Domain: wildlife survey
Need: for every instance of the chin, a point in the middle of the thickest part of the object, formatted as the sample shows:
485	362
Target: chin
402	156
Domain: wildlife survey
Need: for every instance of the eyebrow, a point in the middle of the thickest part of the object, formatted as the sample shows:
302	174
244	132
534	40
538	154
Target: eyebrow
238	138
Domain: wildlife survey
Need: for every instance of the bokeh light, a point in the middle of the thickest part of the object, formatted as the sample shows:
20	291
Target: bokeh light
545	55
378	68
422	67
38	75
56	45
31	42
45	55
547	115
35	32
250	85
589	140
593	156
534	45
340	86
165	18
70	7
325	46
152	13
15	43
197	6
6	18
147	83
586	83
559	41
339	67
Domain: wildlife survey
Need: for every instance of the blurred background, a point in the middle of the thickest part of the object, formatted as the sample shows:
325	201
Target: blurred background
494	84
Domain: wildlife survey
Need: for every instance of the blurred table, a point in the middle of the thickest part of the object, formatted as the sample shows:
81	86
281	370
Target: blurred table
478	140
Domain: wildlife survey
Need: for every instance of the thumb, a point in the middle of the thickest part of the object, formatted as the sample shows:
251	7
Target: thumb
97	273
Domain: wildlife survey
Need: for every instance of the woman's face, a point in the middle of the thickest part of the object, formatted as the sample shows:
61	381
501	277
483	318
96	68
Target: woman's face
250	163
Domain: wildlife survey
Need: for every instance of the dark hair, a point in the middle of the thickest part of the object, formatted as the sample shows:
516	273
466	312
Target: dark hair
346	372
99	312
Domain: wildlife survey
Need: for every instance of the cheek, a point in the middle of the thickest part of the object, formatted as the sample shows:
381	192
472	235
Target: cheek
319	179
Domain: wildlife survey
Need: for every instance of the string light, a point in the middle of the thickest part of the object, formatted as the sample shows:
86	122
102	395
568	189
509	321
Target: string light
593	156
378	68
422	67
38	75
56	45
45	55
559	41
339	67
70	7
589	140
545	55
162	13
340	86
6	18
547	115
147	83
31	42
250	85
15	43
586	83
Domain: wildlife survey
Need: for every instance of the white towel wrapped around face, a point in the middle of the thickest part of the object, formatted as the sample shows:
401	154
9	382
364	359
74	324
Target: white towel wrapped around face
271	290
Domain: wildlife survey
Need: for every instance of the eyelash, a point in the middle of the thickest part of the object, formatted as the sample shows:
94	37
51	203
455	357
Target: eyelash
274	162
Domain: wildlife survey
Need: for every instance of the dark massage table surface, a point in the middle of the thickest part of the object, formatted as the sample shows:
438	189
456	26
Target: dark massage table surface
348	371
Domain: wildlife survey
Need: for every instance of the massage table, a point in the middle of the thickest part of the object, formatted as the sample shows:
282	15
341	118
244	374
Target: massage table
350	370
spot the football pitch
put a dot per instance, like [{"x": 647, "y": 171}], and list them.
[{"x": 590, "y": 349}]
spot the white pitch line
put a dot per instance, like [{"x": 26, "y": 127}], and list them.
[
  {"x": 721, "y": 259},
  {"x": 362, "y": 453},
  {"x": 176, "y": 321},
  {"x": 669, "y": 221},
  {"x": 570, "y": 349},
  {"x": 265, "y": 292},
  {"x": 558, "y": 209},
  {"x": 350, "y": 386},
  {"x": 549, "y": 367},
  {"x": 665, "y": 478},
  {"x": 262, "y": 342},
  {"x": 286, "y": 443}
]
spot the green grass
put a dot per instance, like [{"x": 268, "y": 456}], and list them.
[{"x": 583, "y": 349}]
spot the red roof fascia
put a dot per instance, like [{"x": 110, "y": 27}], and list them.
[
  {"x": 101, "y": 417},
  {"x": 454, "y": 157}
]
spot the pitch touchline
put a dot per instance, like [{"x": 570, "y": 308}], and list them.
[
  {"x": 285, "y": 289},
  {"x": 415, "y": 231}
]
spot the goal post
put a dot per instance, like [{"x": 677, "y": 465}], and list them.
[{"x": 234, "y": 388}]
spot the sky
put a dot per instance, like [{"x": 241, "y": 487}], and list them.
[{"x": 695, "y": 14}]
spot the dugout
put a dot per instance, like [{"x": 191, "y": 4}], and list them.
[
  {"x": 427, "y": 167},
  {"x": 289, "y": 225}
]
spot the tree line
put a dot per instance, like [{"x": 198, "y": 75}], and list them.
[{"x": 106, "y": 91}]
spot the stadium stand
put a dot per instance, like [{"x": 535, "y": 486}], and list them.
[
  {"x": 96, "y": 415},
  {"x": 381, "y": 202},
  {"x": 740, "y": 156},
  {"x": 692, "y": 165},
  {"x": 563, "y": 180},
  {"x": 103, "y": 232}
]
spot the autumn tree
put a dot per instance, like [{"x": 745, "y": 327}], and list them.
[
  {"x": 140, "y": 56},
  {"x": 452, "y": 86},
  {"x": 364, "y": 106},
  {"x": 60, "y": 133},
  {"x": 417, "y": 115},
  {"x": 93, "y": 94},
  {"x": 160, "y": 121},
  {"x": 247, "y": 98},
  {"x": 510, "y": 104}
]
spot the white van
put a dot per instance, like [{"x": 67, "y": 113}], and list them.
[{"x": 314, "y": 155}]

- [Written instruction]:
Put the lines into a Markdown table with the columns Row and Line, starting at the one containing "spot the tree line" and ending at the final line. Number each row and leave out blank lines.

- [Task answer]:
| Row | Line |
|---|---|
| 1 | spot the tree line |
| 2 | put a dot per instance, like [{"x": 198, "y": 75}], and list them. |
| 3 | [{"x": 106, "y": 91}] |
| 4 | spot the stadium stand |
| 5 | put a dot per instance, like [{"x": 535, "y": 486}], and list them. |
| 6 | [ |
| 7 |   {"x": 96, "y": 415}, |
| 8 |   {"x": 381, "y": 202}, |
| 9 |   {"x": 740, "y": 156}, |
| 10 |   {"x": 692, "y": 165}, |
| 11 |   {"x": 563, "y": 180}, |
| 12 |   {"x": 103, "y": 232} |
| 13 | ] |
| 14 | spot the autumn tree |
| 15 | put a dot per instance, like [{"x": 745, "y": 327}], and list them. |
| 16 | [ |
| 17 |   {"x": 140, "y": 56}, |
| 18 |   {"x": 452, "y": 86}, |
| 19 |   {"x": 364, "y": 106}, |
| 20 |   {"x": 60, "y": 133}, |
| 21 |   {"x": 417, "y": 115}, |
| 22 |   {"x": 93, "y": 94}, |
| 23 |   {"x": 160, "y": 121}, |
| 24 |   {"x": 247, "y": 98}, |
| 25 |   {"x": 510, "y": 104} |
| 26 | ] |
| 27 | spot the white van |
| 28 | put a dot per instance, like [{"x": 67, "y": 113}], and list them. |
| 29 | [{"x": 314, "y": 155}] |